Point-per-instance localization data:
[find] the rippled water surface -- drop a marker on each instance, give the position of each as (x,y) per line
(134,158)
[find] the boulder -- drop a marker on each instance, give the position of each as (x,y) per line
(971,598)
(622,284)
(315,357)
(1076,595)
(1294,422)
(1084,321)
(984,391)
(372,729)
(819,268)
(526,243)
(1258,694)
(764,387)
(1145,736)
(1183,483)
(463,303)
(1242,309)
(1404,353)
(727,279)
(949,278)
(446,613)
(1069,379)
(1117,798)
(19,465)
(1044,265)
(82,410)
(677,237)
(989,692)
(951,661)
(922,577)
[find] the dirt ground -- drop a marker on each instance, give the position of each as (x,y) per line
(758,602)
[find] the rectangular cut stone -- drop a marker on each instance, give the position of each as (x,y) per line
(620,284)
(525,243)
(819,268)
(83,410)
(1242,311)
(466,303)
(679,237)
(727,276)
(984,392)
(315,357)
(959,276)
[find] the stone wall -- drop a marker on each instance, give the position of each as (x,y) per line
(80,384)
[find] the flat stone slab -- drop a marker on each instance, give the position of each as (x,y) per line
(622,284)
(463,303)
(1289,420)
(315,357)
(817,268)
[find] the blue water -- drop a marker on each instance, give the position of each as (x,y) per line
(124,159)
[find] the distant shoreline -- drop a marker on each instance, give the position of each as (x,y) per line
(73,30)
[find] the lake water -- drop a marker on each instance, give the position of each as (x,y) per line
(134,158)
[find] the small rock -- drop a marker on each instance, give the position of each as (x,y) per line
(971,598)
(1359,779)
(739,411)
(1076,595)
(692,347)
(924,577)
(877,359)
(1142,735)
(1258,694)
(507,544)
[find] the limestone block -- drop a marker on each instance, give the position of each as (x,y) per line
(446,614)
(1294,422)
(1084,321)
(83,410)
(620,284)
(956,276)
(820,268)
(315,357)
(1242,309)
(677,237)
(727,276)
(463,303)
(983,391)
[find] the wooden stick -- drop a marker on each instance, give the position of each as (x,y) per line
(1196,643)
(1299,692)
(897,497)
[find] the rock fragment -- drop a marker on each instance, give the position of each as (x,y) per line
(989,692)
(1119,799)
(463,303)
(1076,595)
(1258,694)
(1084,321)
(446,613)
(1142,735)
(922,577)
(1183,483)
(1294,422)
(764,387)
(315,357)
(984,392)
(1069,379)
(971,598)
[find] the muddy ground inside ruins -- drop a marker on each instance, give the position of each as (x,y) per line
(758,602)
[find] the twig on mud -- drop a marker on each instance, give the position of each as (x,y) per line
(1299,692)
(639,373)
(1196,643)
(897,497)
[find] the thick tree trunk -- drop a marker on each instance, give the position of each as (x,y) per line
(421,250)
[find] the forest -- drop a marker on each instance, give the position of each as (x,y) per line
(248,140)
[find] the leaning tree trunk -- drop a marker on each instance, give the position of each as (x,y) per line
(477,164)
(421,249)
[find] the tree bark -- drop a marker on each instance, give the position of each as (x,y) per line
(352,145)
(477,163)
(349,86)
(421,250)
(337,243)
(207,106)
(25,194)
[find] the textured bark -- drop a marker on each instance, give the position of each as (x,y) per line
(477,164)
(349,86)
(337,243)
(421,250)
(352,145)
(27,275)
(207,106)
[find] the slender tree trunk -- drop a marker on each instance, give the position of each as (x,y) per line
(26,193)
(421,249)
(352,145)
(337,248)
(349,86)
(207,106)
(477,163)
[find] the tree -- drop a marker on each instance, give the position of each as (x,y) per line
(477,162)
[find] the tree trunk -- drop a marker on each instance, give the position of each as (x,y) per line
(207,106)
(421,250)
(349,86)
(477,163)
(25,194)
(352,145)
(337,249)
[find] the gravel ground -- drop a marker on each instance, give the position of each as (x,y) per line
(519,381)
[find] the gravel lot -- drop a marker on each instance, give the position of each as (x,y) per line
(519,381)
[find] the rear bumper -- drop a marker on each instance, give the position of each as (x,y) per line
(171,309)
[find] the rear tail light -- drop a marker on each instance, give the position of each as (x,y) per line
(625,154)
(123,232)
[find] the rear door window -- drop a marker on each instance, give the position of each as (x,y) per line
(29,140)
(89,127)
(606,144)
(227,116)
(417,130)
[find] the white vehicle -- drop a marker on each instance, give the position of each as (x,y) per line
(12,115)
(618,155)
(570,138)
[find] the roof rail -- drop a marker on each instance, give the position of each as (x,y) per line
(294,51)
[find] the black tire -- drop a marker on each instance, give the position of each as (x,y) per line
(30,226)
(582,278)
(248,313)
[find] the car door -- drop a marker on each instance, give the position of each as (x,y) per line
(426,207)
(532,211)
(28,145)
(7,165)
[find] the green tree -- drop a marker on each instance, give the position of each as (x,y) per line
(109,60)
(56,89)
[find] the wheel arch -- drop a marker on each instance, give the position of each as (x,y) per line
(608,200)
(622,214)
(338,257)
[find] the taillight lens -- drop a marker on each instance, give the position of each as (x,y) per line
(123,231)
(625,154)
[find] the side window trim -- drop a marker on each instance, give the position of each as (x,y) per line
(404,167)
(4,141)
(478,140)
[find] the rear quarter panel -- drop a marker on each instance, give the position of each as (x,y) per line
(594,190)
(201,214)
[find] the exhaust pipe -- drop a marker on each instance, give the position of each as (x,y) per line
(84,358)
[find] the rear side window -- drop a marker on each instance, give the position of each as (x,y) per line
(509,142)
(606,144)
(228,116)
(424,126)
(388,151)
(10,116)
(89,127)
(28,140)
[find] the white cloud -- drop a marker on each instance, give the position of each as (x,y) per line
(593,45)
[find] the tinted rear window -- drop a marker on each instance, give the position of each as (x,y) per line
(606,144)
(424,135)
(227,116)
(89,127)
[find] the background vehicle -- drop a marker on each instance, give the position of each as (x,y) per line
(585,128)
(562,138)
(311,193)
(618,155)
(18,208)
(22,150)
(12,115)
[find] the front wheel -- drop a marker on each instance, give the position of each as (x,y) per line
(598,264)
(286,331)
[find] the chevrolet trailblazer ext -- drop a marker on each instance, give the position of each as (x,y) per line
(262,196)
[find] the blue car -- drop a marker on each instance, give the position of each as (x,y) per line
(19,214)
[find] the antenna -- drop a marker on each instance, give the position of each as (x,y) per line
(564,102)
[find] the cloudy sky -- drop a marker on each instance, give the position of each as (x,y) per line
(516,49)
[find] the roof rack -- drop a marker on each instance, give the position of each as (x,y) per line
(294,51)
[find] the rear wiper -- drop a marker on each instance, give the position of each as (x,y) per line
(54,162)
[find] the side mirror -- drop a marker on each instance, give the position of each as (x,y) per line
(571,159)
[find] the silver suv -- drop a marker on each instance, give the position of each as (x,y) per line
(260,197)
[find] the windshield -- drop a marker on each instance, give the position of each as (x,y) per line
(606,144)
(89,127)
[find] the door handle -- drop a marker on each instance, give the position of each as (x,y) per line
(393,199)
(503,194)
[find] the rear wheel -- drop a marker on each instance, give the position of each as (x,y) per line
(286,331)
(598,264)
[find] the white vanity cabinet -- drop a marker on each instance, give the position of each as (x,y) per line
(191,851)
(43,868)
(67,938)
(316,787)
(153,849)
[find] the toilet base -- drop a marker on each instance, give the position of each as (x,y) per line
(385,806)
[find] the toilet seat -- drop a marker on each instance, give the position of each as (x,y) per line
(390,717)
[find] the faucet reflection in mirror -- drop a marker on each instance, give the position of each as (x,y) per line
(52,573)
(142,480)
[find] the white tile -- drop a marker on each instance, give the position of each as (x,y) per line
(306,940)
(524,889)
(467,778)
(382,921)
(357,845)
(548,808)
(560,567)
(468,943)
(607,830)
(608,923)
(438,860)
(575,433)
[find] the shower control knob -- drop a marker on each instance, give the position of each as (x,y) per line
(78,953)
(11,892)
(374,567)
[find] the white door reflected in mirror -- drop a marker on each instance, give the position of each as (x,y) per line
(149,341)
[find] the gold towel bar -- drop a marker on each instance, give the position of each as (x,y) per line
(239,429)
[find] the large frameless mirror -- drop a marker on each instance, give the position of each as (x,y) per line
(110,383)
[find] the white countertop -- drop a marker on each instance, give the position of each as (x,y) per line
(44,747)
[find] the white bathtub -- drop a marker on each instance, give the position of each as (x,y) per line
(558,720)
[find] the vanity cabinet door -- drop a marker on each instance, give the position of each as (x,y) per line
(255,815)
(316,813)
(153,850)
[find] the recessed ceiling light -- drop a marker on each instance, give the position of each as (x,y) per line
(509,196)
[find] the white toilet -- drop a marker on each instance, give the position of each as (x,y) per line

WHAT YOU SHOULD DO:
Look above for the line containing "[find] the gold". Return it and each line after it exactly, through the last line, and nothing more.

REPLY TO THE EXERCISE:
[find] the gold towel bar -- drop a marker on each instance, give the position of each as (x,y) per line
(239,429)
[find] the large frameless mirror -- drop a marker on each instance, give the position of each as (x,y) per line
(110,383)
[find] the white countertop -- drop a marker on each instance, give the position of each as (x,y) per line
(44,747)
[find] the white bathtub -- drop a marker on each instance, give the position of each as (x,y) per line
(558,720)
[find] the vanity cabinet door -- drop a marker on each instance, give the position of each as (x,y) per line
(255,815)
(316,813)
(153,850)
[find] the recessed ceiling light -- drop a marker on each instance, give the position of each as (x,y) per line
(509,196)
[find] the white toilet -- drop a marker on each instance, give the position of each as (x,y) per line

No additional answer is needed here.